REQUIRED ACTIONS |
1. In the review of the album “UR FUN,” condense the paragraph beginning "On the opening track and first single released" into a single sentence that keeps its main facts.
2. According to the review of the album “UR FUN,” how many tracks does the album contain, and what is its runtime?
3. Update the review of the album “UR FUN” by giving the passage between "Of Montreal is" and "album seems unimaginative.", inclusive, again with "synthesizers" replaced by "drum machines".

BEGIN DOCUMENT SEGMENT

With a very select style of pop dominating the mainstream music scene, indie pop releases seem to go under the radar.
Of Montreal is a band that debuted in 1996 and has incorporated elements of 1960’s psychedelic pop, indie rock, indie pop, alternative punk and dance rock through the years.
“UR FUN” was released Jan. 17 and is the band’s 16th studio album.
The album contains 10 tracks with a runtime of 40 minutes.
Using synthesizers, keyboards and upbeat retro vocals, “UR FUN” provides listeners with a glimpse into band founder Kevin Barnes’ personal life through 1980’s electro-pop.
However, despite the good qualities the songs have, the album seems unimaginative.
This is a vast difference from the band’s 2018 album “White Is Relic/Irrealis Mood,” which also used similar elements but in a slower tempo to convey messages of paranoia and how reality is a meaningless illusion.
The difference in style is seen immediately just from the album cover.
The albums’ covers are usually colorful art from his brother, David Barnes. However, “UR FUN” features Kevin driving a red sports car with his girlfriend Christina Schneider sitting on his lap.
This is the first time the cover has not been a drawing.
On the opening track and first single released is “Peace to All Freaks.” Kevin sings about trying to stay positive in a relationship while society becomes destructive.
The opening seconds of the track is like the opening of Prince’s “Let’s Go Crazy,” but instead of remaining a background sound during a eulogy-style sermon, an upbeat melody comes over it.
During the first pre-chorus, Kevin says to not be negative or cruel. He follows the two lines with “… I don’t think that I can do it for myself. But I can do it for us.”
In the last pre-chorus, he changes it to “…If you feel like you can’t do it for yourself. Then do it for us.”
In these two sections he tells the audience to be strong, if not for yourself, then for your partner.
The track starts the album on a good note, but it quickly leads into a track that makes me just shrug my shoulders.
“Polyaneurism” is about being in an open relationship and getting jealous during the nights the girlfriend is out with another boyfriend.

END DOCUMENT SEGMENT
BEGIN INFORMATION PROVIDED

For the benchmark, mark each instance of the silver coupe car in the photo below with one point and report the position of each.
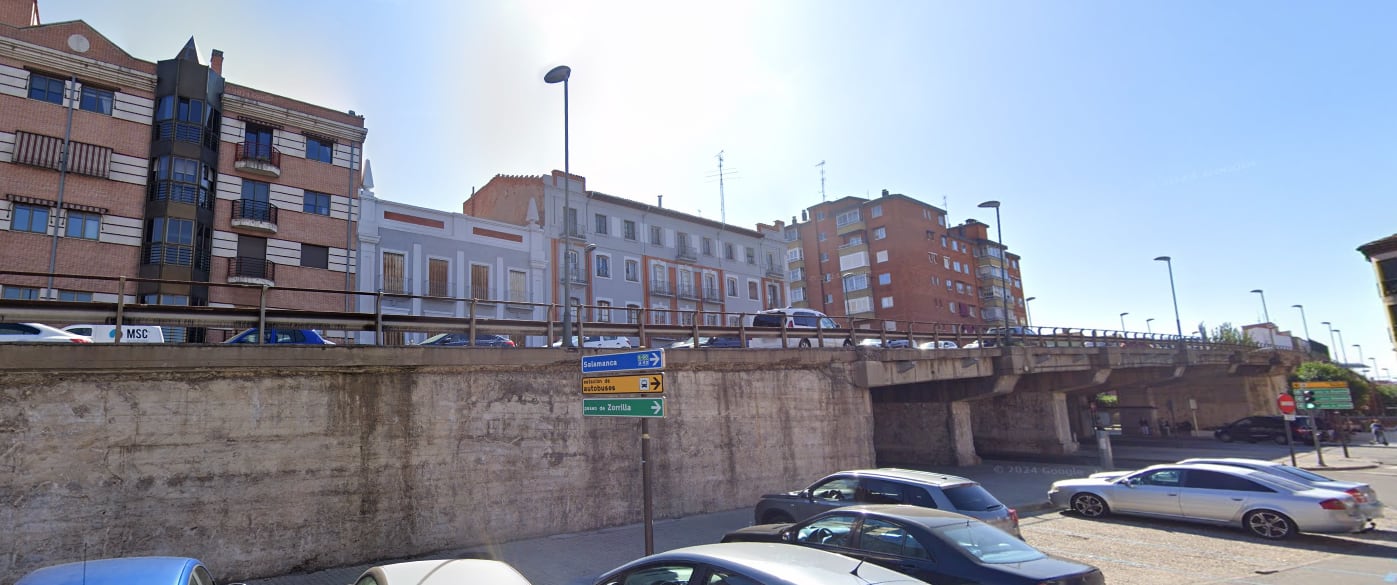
(1260, 503)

END INFORMATION PROVIDED

TASK-BY-TASK OUTPUTS |
1. The opening track and first single, “Peace to All Freaks,” has Kevin singing about staying positive in a relationship as society becomes destructive.

2. It contains 10 tracks with a runtime of 40 minutes.

3.
Of Montreal is a band that debuted in 1996 and has incorporated elements of 1960’s psychedelic pop, indie rock, indie pop, alternative punk and dance rock through the years.
“UR FUN” was released Jan. 17 and is the band’s 16th studio album.
The album contains 10 tracks with a runtime of 40 minutes.
Using drum machines, keyboards and upbeat retro vocals, “UR FUN” provides listeners with a glimpse into band founder Kevin Barnes’ personal life through 1980’s electro-pop.
However, despite the good qualities the songs have, the album seems unimaginative.